**Dataset records:**
▼▼▼
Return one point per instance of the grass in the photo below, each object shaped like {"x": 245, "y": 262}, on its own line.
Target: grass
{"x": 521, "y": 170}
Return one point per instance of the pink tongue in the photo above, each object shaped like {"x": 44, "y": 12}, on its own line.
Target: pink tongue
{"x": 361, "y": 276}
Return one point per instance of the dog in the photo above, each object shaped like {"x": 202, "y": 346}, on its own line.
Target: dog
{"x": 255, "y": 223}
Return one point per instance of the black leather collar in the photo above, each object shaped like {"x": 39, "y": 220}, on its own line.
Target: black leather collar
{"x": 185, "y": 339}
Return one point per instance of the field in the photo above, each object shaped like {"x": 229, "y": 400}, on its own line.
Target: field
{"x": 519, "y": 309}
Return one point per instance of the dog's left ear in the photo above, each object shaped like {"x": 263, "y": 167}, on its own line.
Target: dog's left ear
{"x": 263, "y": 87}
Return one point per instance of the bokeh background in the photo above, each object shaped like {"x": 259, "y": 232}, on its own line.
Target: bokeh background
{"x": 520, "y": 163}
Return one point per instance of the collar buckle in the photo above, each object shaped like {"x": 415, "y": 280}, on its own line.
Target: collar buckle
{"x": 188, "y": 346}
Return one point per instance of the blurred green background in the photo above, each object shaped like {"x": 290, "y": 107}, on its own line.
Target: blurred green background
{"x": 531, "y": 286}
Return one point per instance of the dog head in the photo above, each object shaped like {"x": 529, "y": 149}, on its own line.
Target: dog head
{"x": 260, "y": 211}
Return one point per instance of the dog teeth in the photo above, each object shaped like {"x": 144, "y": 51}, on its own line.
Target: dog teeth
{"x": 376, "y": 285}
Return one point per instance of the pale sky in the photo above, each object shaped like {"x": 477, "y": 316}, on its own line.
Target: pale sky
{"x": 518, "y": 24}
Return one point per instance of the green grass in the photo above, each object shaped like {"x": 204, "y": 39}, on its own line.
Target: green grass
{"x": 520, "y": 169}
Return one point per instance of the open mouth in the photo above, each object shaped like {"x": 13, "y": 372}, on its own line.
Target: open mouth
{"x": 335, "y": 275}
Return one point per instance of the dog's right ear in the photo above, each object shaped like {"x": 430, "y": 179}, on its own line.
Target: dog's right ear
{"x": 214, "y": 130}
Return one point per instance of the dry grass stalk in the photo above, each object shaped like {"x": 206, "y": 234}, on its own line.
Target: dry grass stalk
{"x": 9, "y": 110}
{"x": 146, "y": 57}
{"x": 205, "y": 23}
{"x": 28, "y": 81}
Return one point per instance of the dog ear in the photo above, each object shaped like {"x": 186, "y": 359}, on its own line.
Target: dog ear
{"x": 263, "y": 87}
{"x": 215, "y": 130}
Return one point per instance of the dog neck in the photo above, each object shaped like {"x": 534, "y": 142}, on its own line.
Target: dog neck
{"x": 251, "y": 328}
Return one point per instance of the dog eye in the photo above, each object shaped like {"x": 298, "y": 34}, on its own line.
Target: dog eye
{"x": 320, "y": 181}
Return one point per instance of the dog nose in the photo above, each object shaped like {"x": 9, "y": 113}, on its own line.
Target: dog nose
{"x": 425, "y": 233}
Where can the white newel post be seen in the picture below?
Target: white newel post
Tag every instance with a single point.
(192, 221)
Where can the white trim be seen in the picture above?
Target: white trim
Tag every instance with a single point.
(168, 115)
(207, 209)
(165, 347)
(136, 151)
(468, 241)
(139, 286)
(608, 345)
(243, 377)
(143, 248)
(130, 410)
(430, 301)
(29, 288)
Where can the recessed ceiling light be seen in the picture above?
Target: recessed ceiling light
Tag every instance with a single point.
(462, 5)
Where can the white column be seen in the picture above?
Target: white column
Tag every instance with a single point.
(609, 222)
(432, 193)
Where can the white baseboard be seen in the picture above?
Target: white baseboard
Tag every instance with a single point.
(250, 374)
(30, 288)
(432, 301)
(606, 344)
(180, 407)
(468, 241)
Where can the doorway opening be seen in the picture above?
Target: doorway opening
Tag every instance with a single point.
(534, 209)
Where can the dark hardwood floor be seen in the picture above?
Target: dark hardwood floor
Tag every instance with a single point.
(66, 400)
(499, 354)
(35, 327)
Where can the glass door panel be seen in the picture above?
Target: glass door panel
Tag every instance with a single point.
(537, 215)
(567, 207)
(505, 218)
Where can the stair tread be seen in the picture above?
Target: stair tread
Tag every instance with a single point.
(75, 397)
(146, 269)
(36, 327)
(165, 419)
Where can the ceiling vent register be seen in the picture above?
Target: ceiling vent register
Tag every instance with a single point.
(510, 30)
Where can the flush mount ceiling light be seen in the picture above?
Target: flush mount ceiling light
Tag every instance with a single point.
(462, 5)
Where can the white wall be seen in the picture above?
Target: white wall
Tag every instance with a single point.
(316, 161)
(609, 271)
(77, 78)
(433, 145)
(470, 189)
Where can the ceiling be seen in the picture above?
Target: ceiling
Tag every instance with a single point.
▲▲▲
Every single line in the records above must be written out exactly.

**TASK OUTPUT:**
Return one point per instance of the grass in the photo below, each object shaped like {"x": 245, "y": 262}, on its own line.
Target: grass
{"x": 521, "y": 170}
Return one point per instance of the pink tongue in the photo above, each object shaped like {"x": 44, "y": 12}, on its own line.
Target: pink tongue
{"x": 361, "y": 276}
Return one point per instance of the dog in the photo above, each object shaped like {"x": 202, "y": 346}, on its own line.
Target: dog
{"x": 255, "y": 223}
Return one point per instance of the black leather collar in the photo above, each object shaped like {"x": 39, "y": 220}, on its own line.
Target: black leather collar
{"x": 185, "y": 339}
Return one point per instance of the field in the photo above, each object shaped like {"x": 229, "y": 400}, on its own line.
Target: field
{"x": 519, "y": 309}
Return one point per instance of the dog's left ear in the photo above, each object shaped like {"x": 263, "y": 167}, on its own line.
Target: dog's left ear
{"x": 263, "y": 87}
Return one point per instance of the bokeh background in the photo above, each object shaped like {"x": 259, "y": 232}, on its own line.
Target: bokeh background
{"x": 520, "y": 163}
Return one point per instance of the collar buckle in the photo above, each object shaped like {"x": 415, "y": 280}, on its own line.
Target: collar buckle
{"x": 188, "y": 346}
Return one point per instance of the blurred green background in the photo above, each object shaped like {"x": 290, "y": 107}, on its own line.
Target: blurred green background
{"x": 531, "y": 286}
Return one point per instance of the dog head in the photo above, each object shaped like {"x": 529, "y": 149}, on its own line.
Target: dog head
{"x": 260, "y": 211}
Return one point per instance of the dog teeth in the photo above, each object shaped like {"x": 144, "y": 51}, on its own line.
Target: dog teeth
{"x": 376, "y": 285}
Return one point per instance of the pale sky in the photo above, each object shaped like {"x": 477, "y": 316}, on its own line.
Target: pale sky
{"x": 518, "y": 24}
Return one point per instance of the green grass in the photo above, each object shaped like {"x": 204, "y": 39}, on its own line.
Target: green grass
{"x": 520, "y": 169}
Return one point per instance of the open mouth in the photo above, each object shaped like {"x": 13, "y": 372}, on its own line.
Target: open mouth
{"x": 335, "y": 275}
Return one point per instance of the dog's right ear in the photo above, each object shaped like {"x": 430, "y": 179}, on its own line.
Target: dog's right ear
{"x": 214, "y": 130}
Return one point per instance of the dry grass stalk in the photo above, each object shaped like {"x": 206, "y": 234}, on its own line.
Target: dry grass stalk
{"x": 9, "y": 110}
{"x": 146, "y": 57}
{"x": 205, "y": 23}
{"x": 28, "y": 81}
Return one point per instance of the dog ear in the photo above, each object shaped like {"x": 186, "y": 359}, on its own line.
Target: dog ear
{"x": 263, "y": 87}
{"x": 215, "y": 130}
Return one point per instance of the dog neck in the photo above, each object shaped like {"x": 534, "y": 142}, on its own line.
Target: dog neck
{"x": 251, "y": 328}
Return one point per instance of the dog eye in the photo above, each object shaped like {"x": 298, "y": 34}, on its own line.
Target: dog eye
{"x": 320, "y": 181}
Return one point per instance of the dog nose in the photo above, each object shaped like {"x": 9, "y": 113}, on its own line.
Target: dog nose
{"x": 425, "y": 233}
Where can the white newel post be seen in the picture below?
Target: white newel post
Tag every instance with a single point.
(192, 221)
Where can the white trim be seen in the picture above?
Target: white trim
Tag every instance with a single point.
(168, 115)
(207, 209)
(165, 347)
(136, 151)
(468, 241)
(139, 286)
(608, 345)
(243, 377)
(143, 248)
(130, 410)
(430, 301)
(29, 288)
Where can the recessed ceiling light be seen in the picture above?
Target: recessed ceiling light
Tag every instance with a single point.
(462, 5)
Where can the white column be seen in the picture above?
Target: white column
Tag every instance with a single point.
(609, 222)
(432, 193)
Where can the white baseboard be seen in the picture above?
Target: white baseboard
Tag every instance with a single point.
(250, 374)
(30, 288)
(432, 301)
(606, 344)
(180, 407)
(468, 241)
Where can the doorway opening be seen in the picture above?
Target: doorway opening
Tag every instance with a single point.
(534, 209)
Where can the dark hardwood floor be seen in the picture above?
Target: dark hardwood floor
Tag every instance with a single point.
(66, 400)
(499, 354)
(35, 327)
Where can the glass door panel be seen in the picture above?
Target: glass door panel
Tag every instance with a single point.
(537, 215)
(567, 207)
(505, 218)
Where can the stair tread be seen in the picture above?
Target: stair tread
Tag every instance with a single point.
(75, 397)
(146, 269)
(36, 327)
(165, 419)
Where can the ceiling vent register be seen in the picture above?
Target: ceiling vent register
Tag every instance with a single point.
(510, 30)
Where can the flush mount ceiling light be seen in the picture above?
Target: flush mount ceiling light
Tag every instance with a single point.
(462, 5)
Where can the white wall be seen in the picture above?
Target: white wall
Tag every instance with a single point.
(316, 161)
(609, 271)
(77, 78)
(433, 145)
(470, 189)
Where can the ceiling be seen in the picture above?
Target: ceiling
Tag every instance with a single point.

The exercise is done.